PROBLEMS:
[A] Reproduce the part of the Atlantic rowing passage below from "Rowing across the" to "might happen next.".
[B] In the Atlantic rowing passage below, how many calories did the 12 hours of rowing each day equate to?

DOCUMENT PASSAGE:
[Begin]

If we failed or lost, I wasn’t just letting myself down but James Cracknell too. The shame would be too much. And I found myself obsessing about pleasing James more than anything.

Rowing across the Atlantic was like the ultimate apprenticeship in stoicism. There was not a single moment or break from the relentlessness. We were always tired, or nervous, or sick, or hungry, or irritable, or sleep deprived, or sad, or anxious, or thirsty. Or all of the above. If I’m honest, I can barely think of a single moment of contentment in those seven weeks because I was always worried about what might happen next.

We had to poo into a bucket, and we tried to fill the food vacuum created by 12 hours of rowing each day, which equated to about 10,000 calories. It was monotonous and overwhelming.

I have never really suffered from boredom. I’m pretty good in my own company, but for the first time in my life I had been psychologically outmanoeuvred by the ocean. I didn’t know what to do with my mind. I wasn’t sure where to take it. The loud inner voice kept screaming ‘3,000 miles at half a mile an hour!’ It was deafening. I had to calm myself down, for I could feel panic and anxiety rising within. I have never battled my own inner voice of doubt as much as I did during those first seven days.

I know it probably sounds glib to say this, but I reckon it would be a breeze if I were ever to do it again (which I won’t). It was awful, but the awfulness was largely down to my lack of mental strength. I don’t want to destroy the myth, but rowing the Atlantic isn’t particularly physical. It is so much more a mental battle of mind over matter, of mind over muscle.

Although I had tested my mental fortitude before, the Atlantic Ocean was on a whole new scale. There was not a single easy day. Life was perpetual uncertainty. Whenever things seemed to be going well, something happened to bring us back to reality.

[End]

DATA:
[Begin]

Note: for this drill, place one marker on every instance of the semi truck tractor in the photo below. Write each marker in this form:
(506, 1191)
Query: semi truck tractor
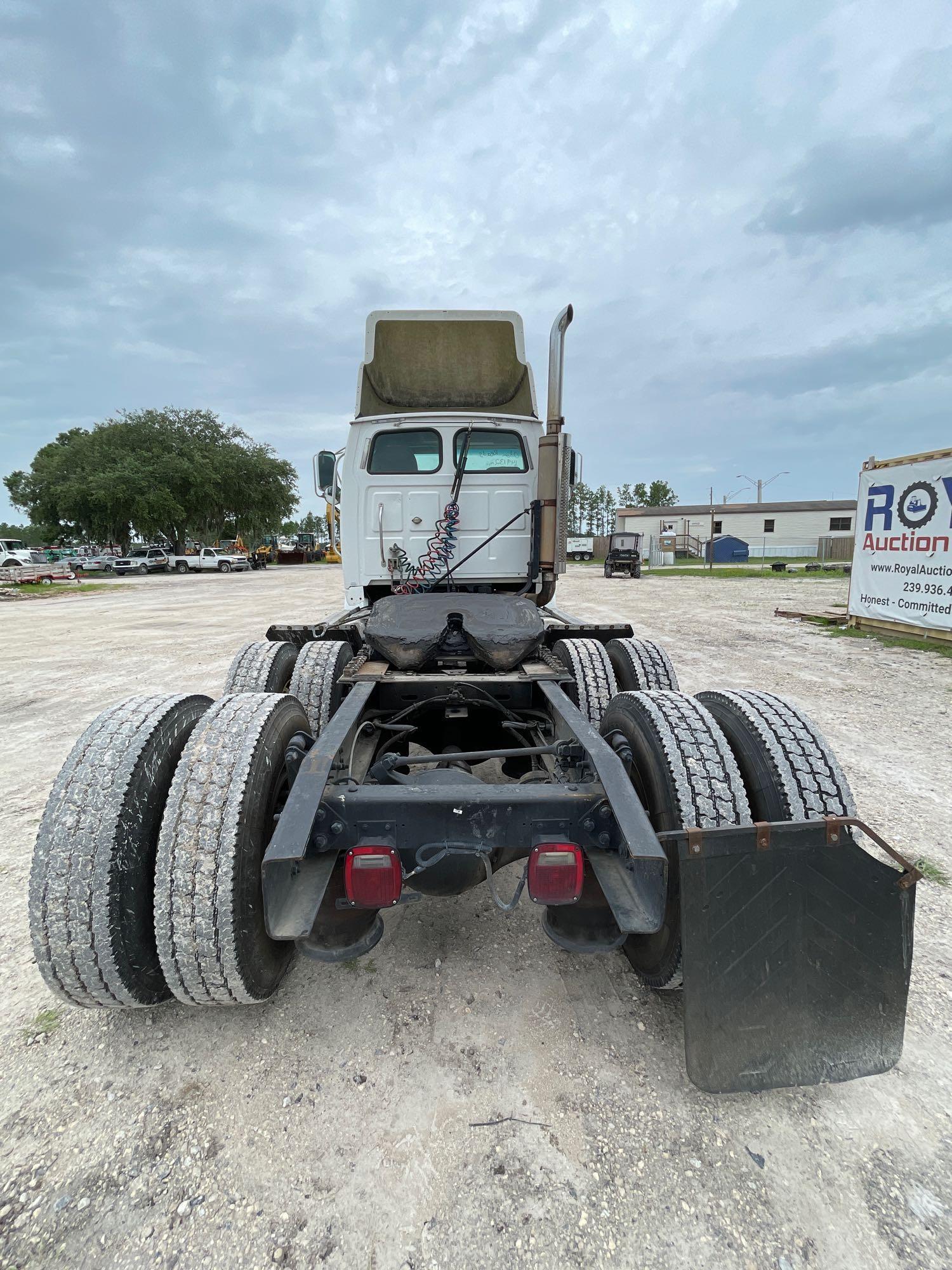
(449, 727)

[End]

ANSWERS FOR THE TASKS:
[A]
Rowing across the Atlantic was like the ultimate apprenticeship in stoicism. There was not a single moment or break from the relentlessness. We were always tired, or nervous, or sick, or hungry, or irritable, or sleep deprived, or sad, or anxious, or thirsty. Or all of the above. If I’m honest, I can barely think of a single moment of contentment in those seven weeks because I was always worried about what might happen next.

[B] About 10,000 calories.